- [What this task involves]
These records contain pictures, which must be left out; copy exactly the lines from the one with "Target: white cloud" up to and including the one with "Target: cab windshield".

┄┄┄┄┄┄┄┄┄┄┄┄┄┄┄┄┄┄┄┄

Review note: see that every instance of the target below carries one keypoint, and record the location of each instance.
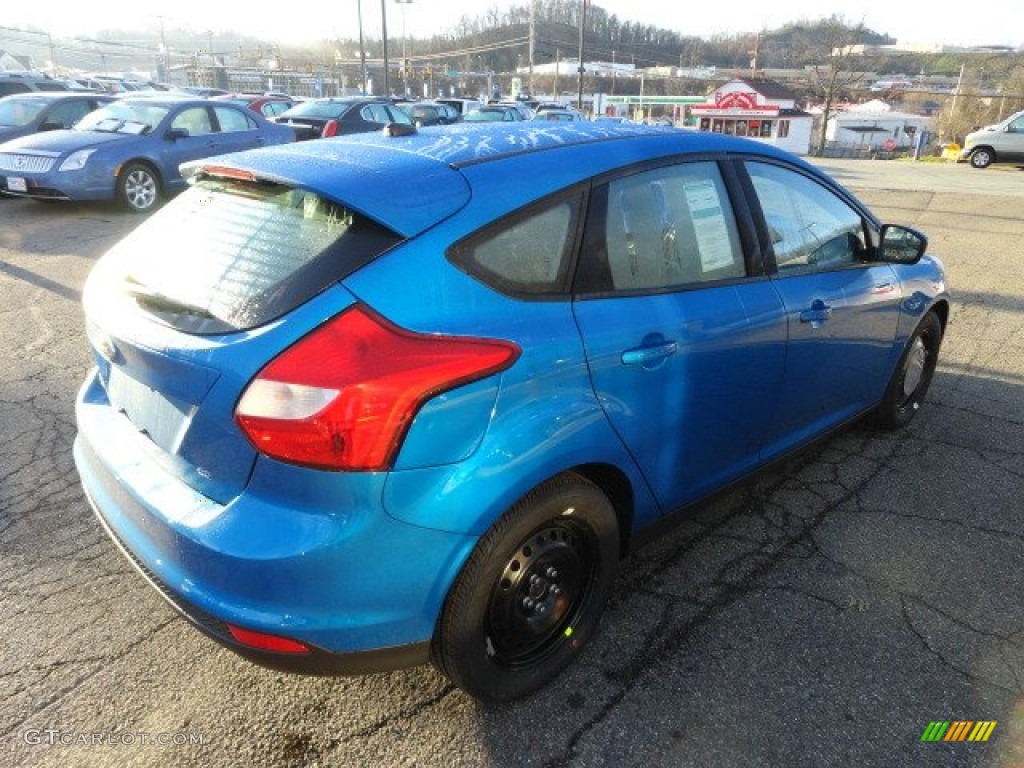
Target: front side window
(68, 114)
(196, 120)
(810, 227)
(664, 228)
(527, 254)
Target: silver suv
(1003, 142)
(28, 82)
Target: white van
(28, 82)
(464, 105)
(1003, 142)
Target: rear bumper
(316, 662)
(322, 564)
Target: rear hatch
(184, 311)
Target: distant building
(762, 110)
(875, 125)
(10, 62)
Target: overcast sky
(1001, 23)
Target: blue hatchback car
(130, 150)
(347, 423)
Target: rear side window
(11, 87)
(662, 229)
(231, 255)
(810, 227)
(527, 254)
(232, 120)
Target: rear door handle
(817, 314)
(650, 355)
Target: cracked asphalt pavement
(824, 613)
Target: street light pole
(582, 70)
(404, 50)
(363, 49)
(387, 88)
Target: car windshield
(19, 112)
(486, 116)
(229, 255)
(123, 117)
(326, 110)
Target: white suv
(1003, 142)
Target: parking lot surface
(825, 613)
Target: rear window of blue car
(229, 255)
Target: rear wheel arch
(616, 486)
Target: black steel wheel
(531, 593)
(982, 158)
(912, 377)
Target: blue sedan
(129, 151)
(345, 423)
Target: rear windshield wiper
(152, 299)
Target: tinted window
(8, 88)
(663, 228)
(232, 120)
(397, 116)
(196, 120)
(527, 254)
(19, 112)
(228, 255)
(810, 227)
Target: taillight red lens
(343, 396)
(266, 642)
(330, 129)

┄┄┄┄┄┄┄┄┄┄┄┄┄┄┄┄┄┄┄┄

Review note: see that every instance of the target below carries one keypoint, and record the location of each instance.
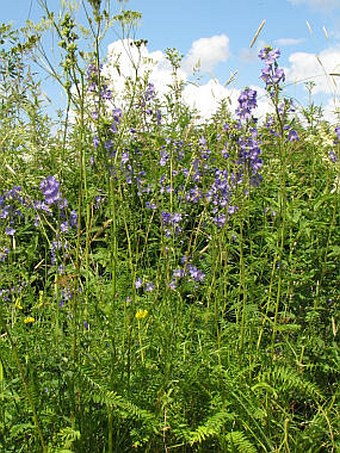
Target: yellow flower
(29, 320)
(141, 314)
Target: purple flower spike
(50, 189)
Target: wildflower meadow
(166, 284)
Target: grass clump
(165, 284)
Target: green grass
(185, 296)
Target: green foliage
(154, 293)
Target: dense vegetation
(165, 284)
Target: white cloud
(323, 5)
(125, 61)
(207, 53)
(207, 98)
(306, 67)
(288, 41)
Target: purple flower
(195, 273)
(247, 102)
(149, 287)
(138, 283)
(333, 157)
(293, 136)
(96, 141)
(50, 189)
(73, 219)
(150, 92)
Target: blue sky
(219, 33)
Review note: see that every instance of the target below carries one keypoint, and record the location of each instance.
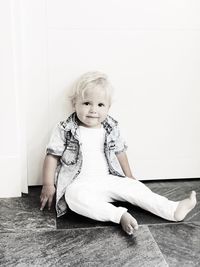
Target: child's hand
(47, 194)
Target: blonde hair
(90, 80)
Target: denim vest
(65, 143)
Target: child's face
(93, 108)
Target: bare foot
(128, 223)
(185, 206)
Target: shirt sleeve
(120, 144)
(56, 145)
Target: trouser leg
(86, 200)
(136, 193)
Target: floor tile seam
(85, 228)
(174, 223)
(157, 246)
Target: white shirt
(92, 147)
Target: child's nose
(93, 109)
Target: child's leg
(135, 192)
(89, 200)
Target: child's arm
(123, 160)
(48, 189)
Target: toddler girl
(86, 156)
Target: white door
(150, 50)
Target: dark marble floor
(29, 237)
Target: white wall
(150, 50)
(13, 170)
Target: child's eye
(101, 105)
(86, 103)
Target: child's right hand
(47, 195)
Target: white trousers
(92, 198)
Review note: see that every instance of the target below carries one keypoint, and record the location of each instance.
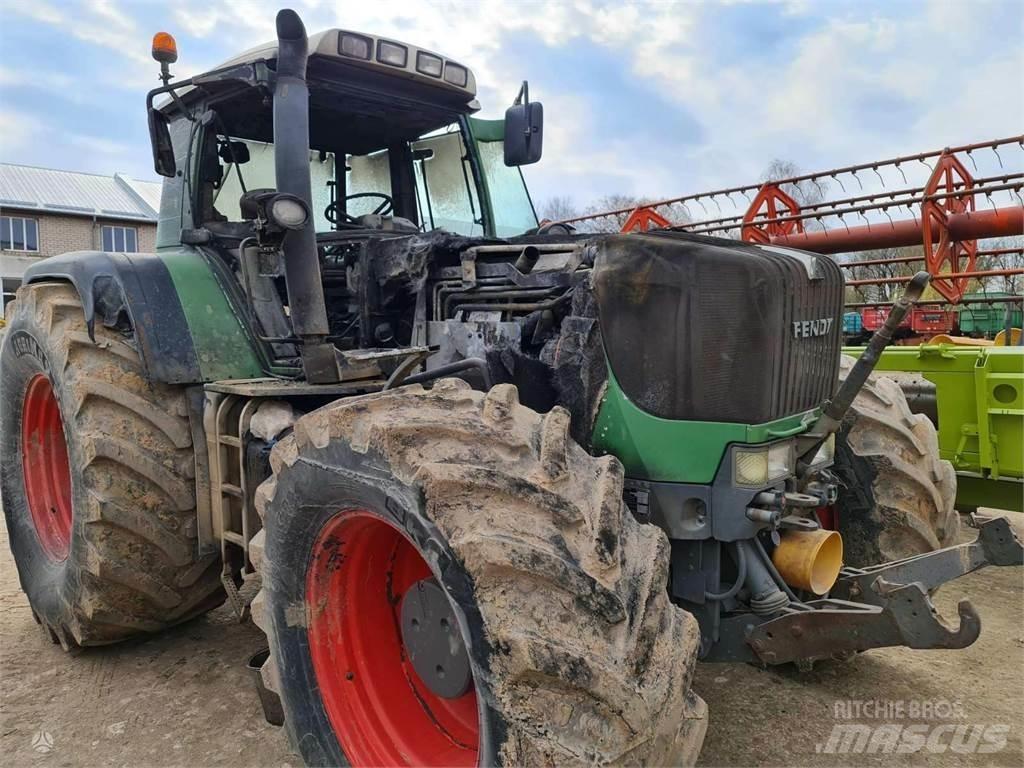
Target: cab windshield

┄┄┄┄┄┄┄┄┄┄┄┄┄┄┄┄┄┄┄┄

- [Solution to this task]
Target: white cloud
(323, 5)
(125, 61)
(207, 53)
(207, 98)
(306, 67)
(288, 41)
Target: purple flower
(195, 273)
(247, 102)
(149, 287)
(138, 283)
(333, 157)
(293, 136)
(96, 141)
(50, 189)
(73, 219)
(150, 92)
Target: blue sky
(219, 33)
Review note: see that every instance of the target below carries one keypoint, and record the location of each instance.
Target: child's hand
(47, 194)
Target: blonde hair
(90, 80)
Target: denim vest
(65, 143)
Target: child's face
(93, 108)
Target: bare foot
(128, 223)
(185, 206)
Target: shirt sleeve
(120, 144)
(56, 145)
Target: trouser leg
(86, 200)
(136, 193)
Target: floor tile seam
(85, 228)
(174, 223)
(157, 246)
Target: white shirt
(92, 147)
Target: child's nose
(93, 109)
Target: child's leg
(135, 192)
(89, 200)
Target: child's arm
(123, 160)
(48, 189)
Target: toddler girl
(86, 156)
Target: white door
(150, 50)
Target: dark marble floor
(29, 237)
Target: white wall
(150, 50)
(13, 170)
Target: child's eye
(101, 105)
(86, 103)
Target: child's right hand
(47, 195)
Target: white trousers
(92, 198)
Review note: see that every instance of the target below carries one keypoint, and record the location of each instance.
Target: cab windshield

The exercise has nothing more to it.